** Data to use follows **
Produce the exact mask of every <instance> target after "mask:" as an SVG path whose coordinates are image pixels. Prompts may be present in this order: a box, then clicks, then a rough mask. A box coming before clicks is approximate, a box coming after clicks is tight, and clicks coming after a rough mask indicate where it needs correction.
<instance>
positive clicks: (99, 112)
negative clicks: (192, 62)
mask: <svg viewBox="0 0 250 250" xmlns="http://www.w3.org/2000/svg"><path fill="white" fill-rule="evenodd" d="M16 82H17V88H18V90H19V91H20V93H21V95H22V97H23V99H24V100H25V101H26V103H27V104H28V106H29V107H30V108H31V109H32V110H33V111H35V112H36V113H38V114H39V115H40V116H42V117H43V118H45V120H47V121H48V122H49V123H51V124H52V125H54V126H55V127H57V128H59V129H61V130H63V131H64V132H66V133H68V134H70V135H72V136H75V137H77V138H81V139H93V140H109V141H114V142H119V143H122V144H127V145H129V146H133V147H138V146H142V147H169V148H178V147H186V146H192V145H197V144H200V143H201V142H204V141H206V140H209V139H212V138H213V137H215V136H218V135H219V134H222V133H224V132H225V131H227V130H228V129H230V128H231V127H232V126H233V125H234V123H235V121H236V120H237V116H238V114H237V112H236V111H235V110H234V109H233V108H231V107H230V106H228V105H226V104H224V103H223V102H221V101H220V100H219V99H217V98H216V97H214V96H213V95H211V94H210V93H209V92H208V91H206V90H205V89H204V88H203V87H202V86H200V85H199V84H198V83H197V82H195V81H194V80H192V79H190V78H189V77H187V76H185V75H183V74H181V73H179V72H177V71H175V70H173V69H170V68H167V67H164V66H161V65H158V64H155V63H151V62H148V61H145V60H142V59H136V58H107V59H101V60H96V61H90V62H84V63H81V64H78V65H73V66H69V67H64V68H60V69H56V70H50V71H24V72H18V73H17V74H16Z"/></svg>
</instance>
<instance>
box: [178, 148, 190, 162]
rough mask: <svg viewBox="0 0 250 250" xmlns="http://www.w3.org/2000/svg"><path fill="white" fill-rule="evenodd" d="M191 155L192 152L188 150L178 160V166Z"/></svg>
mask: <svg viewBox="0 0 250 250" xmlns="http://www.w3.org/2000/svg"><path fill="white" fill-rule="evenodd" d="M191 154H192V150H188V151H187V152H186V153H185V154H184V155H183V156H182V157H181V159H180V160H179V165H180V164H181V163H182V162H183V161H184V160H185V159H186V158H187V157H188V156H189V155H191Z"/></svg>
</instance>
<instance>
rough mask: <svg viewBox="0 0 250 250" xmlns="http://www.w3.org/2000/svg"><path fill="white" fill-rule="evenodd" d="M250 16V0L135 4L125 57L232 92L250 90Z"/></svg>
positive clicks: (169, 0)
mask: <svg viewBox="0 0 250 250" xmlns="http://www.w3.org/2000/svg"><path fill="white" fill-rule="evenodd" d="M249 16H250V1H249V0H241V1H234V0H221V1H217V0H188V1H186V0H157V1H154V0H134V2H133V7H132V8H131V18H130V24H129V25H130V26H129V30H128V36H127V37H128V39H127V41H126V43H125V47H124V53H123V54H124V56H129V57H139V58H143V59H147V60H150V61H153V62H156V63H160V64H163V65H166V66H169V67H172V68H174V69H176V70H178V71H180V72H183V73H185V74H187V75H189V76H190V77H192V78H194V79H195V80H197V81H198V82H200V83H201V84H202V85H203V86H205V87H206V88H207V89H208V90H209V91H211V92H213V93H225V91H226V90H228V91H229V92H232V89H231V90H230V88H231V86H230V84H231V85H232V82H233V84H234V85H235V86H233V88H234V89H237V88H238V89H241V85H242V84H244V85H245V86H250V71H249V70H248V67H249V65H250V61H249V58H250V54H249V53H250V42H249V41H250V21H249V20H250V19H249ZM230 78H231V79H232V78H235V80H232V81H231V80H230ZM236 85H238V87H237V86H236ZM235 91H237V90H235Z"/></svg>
** End of Data to use **
■ **What is expected**:
Copy every line of the data above exactly.

■ **Output of the task**:
Produce the exact mask of every <instance> target after "mask:" as an SVG path whose coordinates are image pixels. Prompts may be present in this order: a box, then clicks, then a rough mask. A box coming before clicks is approximate, a box coming after clicks is tight, and clicks coming after a rough mask indicate where it needs correction.
<instance>
positive clicks: (99, 112)
negative clicks: (192, 62)
mask: <svg viewBox="0 0 250 250" xmlns="http://www.w3.org/2000/svg"><path fill="white" fill-rule="evenodd" d="M16 82H17V88H18V90H19V91H20V93H21V95H22V97H23V99H24V100H25V101H26V103H27V104H28V106H29V107H30V108H31V109H32V110H33V111H35V112H36V113H38V114H39V115H40V116H42V117H43V118H45V120H47V121H48V122H49V123H51V124H52V125H54V126H55V127H57V128H59V129H61V130H63V131H64V132H66V133H68V134H70V135H72V136H75V137H77V138H81V139H93V140H109V141H114V142H119V143H122V144H127V145H129V146H133V147H138V146H142V147H169V148H178V147H186V146H192V145H197V144H200V143H201V142H204V141H206V140H209V139H212V138H213V137H215V136H218V135H219V134H222V133H224V132H225V131H227V130H228V129H230V128H231V127H232V126H233V125H234V123H235V121H236V120H237V116H238V114H237V112H236V111H235V110H234V109H233V108H231V107H230V106H228V105H226V104H224V103H223V102H221V101H220V100H219V99H217V98H216V97H214V96H213V95H211V94H210V93H209V92H208V91H206V90H205V89H204V88H203V87H202V86H200V85H199V84H198V83H197V82H195V81H194V80H192V79H190V78H189V77H187V76H185V75H183V74H181V73H179V72H177V71H175V70H173V69H170V68H167V67H164V66H161V65H158V64H155V63H151V62H148V61H145V60H142V59H136V58H107V59H101V60H96V61H90V62H84V63H81V64H78V65H73V66H69V67H64V68H60V69H56V70H50V71H24V72H18V73H17V74H16Z"/></svg>
</instance>
<instance>
box: [178, 148, 190, 162]
rough mask: <svg viewBox="0 0 250 250" xmlns="http://www.w3.org/2000/svg"><path fill="white" fill-rule="evenodd" d="M191 155L192 152L188 150L178 160V166Z"/></svg>
mask: <svg viewBox="0 0 250 250" xmlns="http://www.w3.org/2000/svg"><path fill="white" fill-rule="evenodd" d="M191 154H192V150H188V151H187V152H186V153H185V154H184V155H183V156H182V157H181V159H180V160H179V165H180V164H181V163H182V162H183V161H184V160H185V159H186V158H187V157H188V156H189V155H191Z"/></svg>
</instance>
<instance>
rough mask: <svg viewBox="0 0 250 250" xmlns="http://www.w3.org/2000/svg"><path fill="white" fill-rule="evenodd" d="M250 16V0L135 4L125 57L232 92L250 90Z"/></svg>
positive clicks: (169, 0)
mask: <svg viewBox="0 0 250 250" xmlns="http://www.w3.org/2000/svg"><path fill="white" fill-rule="evenodd" d="M249 16H250V1H249V0H241V1H234V0H221V1H217V0H188V1H186V0H157V1H154V0H134V2H133V7H132V8H131V18H130V24H129V25H130V26H129V30H128V36H127V37H128V39H127V41H126V43H125V47H124V53H123V54H124V56H129V57H139V58H143V59H147V60H150V61H153V62H156V63H160V64H163V65H166V66H169V67H172V68H174V69H176V70H178V71H180V72H183V73H185V74H187V75H189V76H190V77H192V78H194V79H195V80H197V81H198V82H200V83H201V84H202V85H203V86H205V87H206V88H207V89H208V90H209V91H211V92H213V93H225V91H226V90H228V91H229V92H232V89H231V90H230V88H231V86H230V84H231V85H232V82H233V84H234V85H235V86H233V88H234V89H237V88H238V89H241V85H242V84H244V85H245V86H250V71H249V70H248V67H249V65H250V61H249V58H250V54H249V53H250V42H249V41H250V21H249V20H250V19H249ZM230 78H231V79H232V78H235V80H232V81H231V80H230ZM236 85H238V87H237V86H236ZM235 91H237V90H235Z"/></svg>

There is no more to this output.